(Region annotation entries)

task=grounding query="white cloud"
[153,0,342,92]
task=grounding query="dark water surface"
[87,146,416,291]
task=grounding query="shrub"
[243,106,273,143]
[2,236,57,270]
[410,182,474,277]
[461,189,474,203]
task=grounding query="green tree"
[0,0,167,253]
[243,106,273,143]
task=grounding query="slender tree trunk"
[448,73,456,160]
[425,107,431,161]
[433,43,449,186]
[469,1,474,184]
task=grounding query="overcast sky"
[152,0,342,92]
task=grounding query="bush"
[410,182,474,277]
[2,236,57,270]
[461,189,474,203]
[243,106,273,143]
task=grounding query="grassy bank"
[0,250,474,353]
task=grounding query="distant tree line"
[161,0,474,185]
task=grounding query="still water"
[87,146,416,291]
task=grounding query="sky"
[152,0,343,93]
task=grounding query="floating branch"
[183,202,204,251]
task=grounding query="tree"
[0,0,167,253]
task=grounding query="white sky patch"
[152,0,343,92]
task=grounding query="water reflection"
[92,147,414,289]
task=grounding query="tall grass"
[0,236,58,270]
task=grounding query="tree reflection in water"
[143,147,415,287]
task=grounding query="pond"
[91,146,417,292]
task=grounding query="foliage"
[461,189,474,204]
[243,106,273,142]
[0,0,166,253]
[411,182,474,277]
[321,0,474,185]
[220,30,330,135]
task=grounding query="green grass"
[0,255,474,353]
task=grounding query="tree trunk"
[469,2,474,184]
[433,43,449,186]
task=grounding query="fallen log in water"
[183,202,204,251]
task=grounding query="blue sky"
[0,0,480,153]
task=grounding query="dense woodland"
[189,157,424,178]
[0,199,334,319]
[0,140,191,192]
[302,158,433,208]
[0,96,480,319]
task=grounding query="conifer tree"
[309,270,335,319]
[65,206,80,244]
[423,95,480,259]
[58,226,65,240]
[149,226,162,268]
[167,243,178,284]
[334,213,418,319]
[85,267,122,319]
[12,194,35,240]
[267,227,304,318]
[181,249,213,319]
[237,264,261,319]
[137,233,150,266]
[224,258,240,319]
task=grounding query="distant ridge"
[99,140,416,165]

(WRITTEN TASK) Reproduce, unchanged, the entries from the very beginning down to and including the line containing "[91,146,417,292]".

(RESULT FOR THIS EXERCISE)
task=grounding query="white cloud"
[153,0,342,92]
task=grounding query="dark water surface"
[87,146,416,291]
task=grounding query="shrub"
[243,106,273,143]
[2,236,57,270]
[410,182,474,277]
[461,189,474,203]
task=grounding query="green tree"
[0,0,167,253]
[243,106,273,143]
task=grounding query="slender tree trunk"
[448,73,456,160]
[425,107,431,161]
[433,43,449,186]
[469,1,474,184]
task=grounding query="overcast sky"
[152,0,342,92]
task=grounding query="bush"
[410,182,474,277]
[2,236,57,270]
[461,189,474,203]
[243,106,273,143]
task=grounding query="grassy bank"
[0,250,474,353]
task=grounding query="distant tree line"
[161,0,474,185]
task=grounding query="still water"
[87,146,416,291]
task=grounding query="sky"
[152,0,343,93]
task=grounding query="floating branch"
[183,202,204,251]
task=grounding query="tree"
[0,0,167,253]
task=grounding query="white sky patch"
[152,0,343,92]
task=grounding query="water reflection"
[92,147,414,289]
task=grounding query="tall grass"
[0,236,58,270]
task=grounding query="tree reflection in water"
[143,147,415,287]
task=grounding query="pond"
[91,146,417,292]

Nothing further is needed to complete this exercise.